= Text shown =
──────────────────────────────

# 1st/only this morning but she's a big un!



## deadeyedave (Nov 4, 2008)

I went out this morning for a couple hours, 3 to 5 am. I got my first one of the year, a 24 incher. I don't have a scale to weight her but I would imagine she's 8.5 to 9.5 lbs. She feels heavy! I only saw 3 but when I came across this one my eyes lit up. I'm going again soon. Good luck all!!

Deadeye


----------



## Murphy's Law (Sep 27, 2007)

Nice flattie man, congrats !

Sent from my S4 using Forum Runner


----------



## Night Shift (Nov 5, 2012)

I llike it. Thick fish


----------



## tank banger (Oct 2, 2012)

That thing looks thick as a football!!! Nice job:thumbsup:


----------



## deadeyedave (Nov 4, 2008)

Thanks fellas. I weaved in and around docks for about 200 yards without seeing a thing until I came across her laying between a seawall and a dock. Persistence pays off I guess. I get locked in and I just want to keep poling along!

Deadeye


----------



## DAWGONIT (Jan 16, 2009)

Very nice doormat.
Thanks for sharing.


----------



## eastbayking (Feb 2, 2013)

Stud


----------



## overkill (Sep 9, 2010)

Very nice!


----------



## Night Wing (May 16, 2011)

Sweet. The biggest one I've ever gigged was a 27" one.


----------



## deadeyedave (Nov 4, 2008)

my largest was 26 and a 1/4 inches and weighed 10 and 3/4lbs.


----------



## JCW (Oct 27, 2008)

Got a couple the other night that were 23" and 23.5" and they weighed 5.12 and 5.13


----------



## overkill (Sep 9, 2010)

Okay, you guys motivated me to get out last night. This was the biggest one.

He had clearly been gigged a few days prior as his wounds had not healed.


----------



## Flounder9.75 (Sep 28, 2007)

overkill said:


> Okay, you guys motivated me to get out last night. This was the biggest one.
> 
> He had clearly been gigged a few days prior as his wounds had not healed.


That's what happens when you don't have a good gig or make a bad stab.
John did you get anymore?


----------



## overkill (Sep 9, 2010)

One more big one and a smaller one. 6 Sheeps. Muddy water but nice to be out on the water again.


----------



## Flounder9.75 (Sep 28, 2007)

Sounds like my Fri. night trip, 3 fish and 2 of them were less than 1ft apart. Hunted around for a couple more hrs and no fish so was on the trailer by 1:30


----------



## flukedaddy (Apr 11, 2009)

Sweet. Thats a nice one!!


----------



## deadeyedave (Nov 4, 2008)

I guess mine did not weigh as much as I estimated. It's hard to estimate weight because it varies if they are full of eggs and thick. It felt pretty heavy though. Glad to see you all are getting some big ones!

Deadeye


----------



## overkill (Sep 9, 2010)

Here is the results. This year is way off from last few years crop


----------

──────────────────────────────

(Detection examples)
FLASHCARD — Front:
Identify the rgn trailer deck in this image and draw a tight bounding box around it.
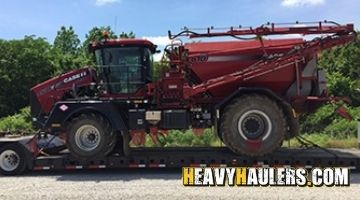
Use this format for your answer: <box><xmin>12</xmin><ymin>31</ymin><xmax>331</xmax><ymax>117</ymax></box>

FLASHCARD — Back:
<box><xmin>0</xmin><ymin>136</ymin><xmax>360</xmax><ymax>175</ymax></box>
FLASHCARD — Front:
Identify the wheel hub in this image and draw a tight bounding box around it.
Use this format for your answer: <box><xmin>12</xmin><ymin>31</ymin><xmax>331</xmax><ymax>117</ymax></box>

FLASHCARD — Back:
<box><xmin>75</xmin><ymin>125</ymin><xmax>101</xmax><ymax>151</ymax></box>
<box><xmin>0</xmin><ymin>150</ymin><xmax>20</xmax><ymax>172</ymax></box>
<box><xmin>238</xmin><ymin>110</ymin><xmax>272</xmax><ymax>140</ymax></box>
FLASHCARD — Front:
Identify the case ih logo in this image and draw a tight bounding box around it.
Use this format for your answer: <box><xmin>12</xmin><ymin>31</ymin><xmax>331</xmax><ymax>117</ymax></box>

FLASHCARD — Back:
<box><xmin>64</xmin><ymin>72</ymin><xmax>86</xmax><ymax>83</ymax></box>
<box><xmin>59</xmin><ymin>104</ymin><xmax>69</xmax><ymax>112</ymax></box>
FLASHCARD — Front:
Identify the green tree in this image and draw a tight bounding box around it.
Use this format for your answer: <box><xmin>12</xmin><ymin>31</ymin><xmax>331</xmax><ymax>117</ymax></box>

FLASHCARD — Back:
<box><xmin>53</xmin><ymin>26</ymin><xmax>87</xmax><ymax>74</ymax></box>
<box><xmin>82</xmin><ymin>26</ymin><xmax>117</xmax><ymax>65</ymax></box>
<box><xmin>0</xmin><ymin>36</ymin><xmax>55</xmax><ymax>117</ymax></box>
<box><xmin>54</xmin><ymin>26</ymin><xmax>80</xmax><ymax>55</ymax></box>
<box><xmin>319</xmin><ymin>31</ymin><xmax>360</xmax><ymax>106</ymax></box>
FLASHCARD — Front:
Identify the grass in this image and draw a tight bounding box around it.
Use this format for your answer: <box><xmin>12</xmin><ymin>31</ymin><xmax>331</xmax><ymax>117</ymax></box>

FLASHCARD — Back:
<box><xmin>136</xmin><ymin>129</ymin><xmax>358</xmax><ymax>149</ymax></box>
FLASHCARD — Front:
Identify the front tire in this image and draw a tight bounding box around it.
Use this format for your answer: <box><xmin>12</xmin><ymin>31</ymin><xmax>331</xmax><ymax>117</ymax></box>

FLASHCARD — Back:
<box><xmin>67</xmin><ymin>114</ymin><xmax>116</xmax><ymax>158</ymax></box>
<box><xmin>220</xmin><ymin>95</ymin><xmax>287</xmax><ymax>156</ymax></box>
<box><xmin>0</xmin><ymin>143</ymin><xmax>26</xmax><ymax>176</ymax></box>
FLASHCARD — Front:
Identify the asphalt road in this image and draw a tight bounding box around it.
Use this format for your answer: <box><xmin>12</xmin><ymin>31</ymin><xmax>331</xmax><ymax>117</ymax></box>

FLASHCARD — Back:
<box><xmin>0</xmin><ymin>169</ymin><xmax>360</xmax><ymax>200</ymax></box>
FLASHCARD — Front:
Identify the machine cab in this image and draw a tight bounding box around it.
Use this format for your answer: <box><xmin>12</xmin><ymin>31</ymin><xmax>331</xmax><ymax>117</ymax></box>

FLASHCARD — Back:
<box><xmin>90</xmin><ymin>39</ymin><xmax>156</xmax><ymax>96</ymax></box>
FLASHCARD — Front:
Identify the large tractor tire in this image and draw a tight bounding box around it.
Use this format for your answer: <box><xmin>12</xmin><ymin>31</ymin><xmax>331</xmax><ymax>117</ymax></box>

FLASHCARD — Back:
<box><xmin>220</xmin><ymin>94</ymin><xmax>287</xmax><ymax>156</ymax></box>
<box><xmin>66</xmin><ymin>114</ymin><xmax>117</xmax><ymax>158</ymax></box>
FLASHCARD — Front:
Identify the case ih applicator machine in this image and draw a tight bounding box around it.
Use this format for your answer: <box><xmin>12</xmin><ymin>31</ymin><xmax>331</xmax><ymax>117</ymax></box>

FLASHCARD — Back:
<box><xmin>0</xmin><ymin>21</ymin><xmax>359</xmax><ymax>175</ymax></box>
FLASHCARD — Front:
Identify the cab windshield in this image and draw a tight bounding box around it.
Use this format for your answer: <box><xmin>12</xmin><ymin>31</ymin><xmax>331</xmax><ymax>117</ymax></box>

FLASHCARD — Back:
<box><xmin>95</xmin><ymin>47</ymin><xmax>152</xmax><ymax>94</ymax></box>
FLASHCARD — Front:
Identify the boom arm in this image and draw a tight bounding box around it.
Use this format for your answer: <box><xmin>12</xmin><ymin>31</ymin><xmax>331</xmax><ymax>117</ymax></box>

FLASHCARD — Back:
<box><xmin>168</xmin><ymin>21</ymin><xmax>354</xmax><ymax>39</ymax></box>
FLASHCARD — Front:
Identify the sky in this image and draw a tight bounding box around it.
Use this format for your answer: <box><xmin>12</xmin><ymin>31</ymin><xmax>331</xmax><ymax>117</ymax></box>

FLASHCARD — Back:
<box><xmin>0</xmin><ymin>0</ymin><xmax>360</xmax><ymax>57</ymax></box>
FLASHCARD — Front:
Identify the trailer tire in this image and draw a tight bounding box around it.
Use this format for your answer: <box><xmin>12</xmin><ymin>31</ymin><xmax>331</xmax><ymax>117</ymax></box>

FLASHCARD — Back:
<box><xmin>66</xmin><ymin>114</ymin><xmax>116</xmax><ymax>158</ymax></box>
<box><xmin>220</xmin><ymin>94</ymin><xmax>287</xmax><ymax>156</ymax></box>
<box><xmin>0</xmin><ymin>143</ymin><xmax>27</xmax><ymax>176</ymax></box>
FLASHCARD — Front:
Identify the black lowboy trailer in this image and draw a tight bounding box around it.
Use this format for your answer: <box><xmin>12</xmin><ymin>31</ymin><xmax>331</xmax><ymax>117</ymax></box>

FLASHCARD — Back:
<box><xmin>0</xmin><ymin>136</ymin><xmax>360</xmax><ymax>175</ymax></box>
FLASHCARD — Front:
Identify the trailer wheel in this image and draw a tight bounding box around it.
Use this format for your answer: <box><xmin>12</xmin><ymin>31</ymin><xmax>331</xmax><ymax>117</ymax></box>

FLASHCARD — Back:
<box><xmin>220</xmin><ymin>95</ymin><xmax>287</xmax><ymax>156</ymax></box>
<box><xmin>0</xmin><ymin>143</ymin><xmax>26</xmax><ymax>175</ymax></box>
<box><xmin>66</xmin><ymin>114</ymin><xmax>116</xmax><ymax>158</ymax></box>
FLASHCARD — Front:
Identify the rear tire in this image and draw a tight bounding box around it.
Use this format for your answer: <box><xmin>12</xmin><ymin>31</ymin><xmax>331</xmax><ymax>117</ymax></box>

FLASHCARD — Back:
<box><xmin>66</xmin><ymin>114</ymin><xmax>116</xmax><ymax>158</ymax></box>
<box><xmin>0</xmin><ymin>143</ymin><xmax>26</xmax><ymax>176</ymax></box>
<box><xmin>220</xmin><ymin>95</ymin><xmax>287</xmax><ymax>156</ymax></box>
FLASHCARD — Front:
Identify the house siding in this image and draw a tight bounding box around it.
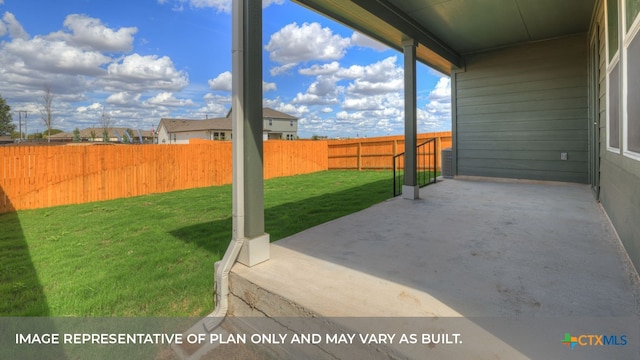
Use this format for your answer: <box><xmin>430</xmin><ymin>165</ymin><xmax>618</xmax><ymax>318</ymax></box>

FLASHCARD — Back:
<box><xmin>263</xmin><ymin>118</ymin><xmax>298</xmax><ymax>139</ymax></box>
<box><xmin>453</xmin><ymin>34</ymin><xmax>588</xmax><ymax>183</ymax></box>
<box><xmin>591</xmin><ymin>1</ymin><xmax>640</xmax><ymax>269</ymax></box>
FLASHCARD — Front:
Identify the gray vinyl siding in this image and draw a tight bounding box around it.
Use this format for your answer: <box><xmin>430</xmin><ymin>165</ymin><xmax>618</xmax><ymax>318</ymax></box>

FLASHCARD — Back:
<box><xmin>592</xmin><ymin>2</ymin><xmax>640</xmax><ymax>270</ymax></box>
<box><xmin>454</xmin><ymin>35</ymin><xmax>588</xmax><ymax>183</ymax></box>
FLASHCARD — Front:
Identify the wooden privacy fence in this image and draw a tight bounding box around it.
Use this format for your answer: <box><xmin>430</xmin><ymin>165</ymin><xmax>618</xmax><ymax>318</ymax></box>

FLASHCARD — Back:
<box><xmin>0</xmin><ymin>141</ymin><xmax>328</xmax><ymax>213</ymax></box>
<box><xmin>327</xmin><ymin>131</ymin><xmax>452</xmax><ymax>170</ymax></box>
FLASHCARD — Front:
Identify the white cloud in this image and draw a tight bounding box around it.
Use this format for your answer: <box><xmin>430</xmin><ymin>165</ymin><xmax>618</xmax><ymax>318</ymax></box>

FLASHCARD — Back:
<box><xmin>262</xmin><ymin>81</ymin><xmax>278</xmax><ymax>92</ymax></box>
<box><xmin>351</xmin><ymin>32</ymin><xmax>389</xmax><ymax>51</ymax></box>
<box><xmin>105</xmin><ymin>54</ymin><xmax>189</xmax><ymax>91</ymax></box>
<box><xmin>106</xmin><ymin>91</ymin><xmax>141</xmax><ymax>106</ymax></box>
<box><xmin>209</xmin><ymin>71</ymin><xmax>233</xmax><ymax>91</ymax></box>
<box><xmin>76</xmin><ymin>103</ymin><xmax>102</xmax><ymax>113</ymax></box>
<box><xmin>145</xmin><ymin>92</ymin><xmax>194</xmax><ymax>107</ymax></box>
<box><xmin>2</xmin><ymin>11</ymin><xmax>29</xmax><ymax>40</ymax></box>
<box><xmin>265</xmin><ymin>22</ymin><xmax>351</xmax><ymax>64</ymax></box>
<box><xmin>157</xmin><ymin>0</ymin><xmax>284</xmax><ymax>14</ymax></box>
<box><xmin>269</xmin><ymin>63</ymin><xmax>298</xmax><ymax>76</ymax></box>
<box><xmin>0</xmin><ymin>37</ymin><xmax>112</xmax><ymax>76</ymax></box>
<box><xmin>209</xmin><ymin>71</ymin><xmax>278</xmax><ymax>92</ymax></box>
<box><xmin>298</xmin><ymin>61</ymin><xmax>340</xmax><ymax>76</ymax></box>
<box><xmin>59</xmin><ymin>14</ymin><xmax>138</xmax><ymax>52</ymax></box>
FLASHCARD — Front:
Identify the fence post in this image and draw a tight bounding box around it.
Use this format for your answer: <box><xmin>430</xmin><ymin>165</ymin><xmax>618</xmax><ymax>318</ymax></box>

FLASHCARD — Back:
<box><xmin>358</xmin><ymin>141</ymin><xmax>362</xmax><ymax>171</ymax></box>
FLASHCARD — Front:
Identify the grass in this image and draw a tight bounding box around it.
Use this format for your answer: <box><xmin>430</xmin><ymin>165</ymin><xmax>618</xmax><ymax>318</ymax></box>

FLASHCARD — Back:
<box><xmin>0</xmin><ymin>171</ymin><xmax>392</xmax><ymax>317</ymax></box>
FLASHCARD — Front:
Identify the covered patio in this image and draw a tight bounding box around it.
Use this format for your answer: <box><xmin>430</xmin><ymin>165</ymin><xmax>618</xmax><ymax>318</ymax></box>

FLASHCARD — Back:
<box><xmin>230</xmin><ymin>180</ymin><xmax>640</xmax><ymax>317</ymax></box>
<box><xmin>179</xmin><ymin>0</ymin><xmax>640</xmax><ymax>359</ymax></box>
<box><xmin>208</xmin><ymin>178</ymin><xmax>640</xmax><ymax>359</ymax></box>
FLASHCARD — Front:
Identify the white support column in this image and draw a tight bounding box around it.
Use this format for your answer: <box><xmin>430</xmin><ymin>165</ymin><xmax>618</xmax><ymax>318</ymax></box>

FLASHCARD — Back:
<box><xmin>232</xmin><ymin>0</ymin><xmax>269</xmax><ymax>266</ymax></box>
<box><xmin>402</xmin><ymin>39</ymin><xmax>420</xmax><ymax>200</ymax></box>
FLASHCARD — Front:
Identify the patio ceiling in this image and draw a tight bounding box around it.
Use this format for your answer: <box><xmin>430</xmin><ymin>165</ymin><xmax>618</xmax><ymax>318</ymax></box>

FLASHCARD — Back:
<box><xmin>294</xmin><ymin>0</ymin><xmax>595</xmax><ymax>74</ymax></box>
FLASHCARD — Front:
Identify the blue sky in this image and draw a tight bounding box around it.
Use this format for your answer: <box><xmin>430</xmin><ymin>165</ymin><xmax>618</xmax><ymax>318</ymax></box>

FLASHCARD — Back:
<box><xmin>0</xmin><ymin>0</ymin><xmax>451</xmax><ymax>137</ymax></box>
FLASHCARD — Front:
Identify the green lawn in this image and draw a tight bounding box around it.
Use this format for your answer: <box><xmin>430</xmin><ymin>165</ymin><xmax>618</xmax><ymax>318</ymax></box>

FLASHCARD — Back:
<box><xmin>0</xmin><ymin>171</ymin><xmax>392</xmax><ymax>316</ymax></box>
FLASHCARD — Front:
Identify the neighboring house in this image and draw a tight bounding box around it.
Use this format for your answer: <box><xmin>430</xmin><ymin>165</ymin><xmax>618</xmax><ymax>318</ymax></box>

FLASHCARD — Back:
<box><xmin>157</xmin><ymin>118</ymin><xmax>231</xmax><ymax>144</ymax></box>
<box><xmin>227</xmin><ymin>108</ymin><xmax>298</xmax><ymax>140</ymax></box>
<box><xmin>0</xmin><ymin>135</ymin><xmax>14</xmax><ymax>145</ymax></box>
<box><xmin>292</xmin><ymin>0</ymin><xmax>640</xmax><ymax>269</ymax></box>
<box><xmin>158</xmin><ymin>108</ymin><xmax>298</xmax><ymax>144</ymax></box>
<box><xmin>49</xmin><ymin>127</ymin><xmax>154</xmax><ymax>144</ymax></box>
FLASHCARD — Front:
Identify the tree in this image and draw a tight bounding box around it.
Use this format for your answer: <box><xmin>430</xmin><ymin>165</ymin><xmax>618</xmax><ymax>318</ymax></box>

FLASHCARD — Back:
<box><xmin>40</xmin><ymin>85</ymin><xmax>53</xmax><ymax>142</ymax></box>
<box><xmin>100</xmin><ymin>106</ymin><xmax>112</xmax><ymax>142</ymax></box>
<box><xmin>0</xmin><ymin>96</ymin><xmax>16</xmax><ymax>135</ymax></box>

──────────────────────────────

= Goal =
In the flounder thread, how long was the fish deadeyedave caught on his morning outing? The records aren't needed here.

= Solution to this task =
24 inches.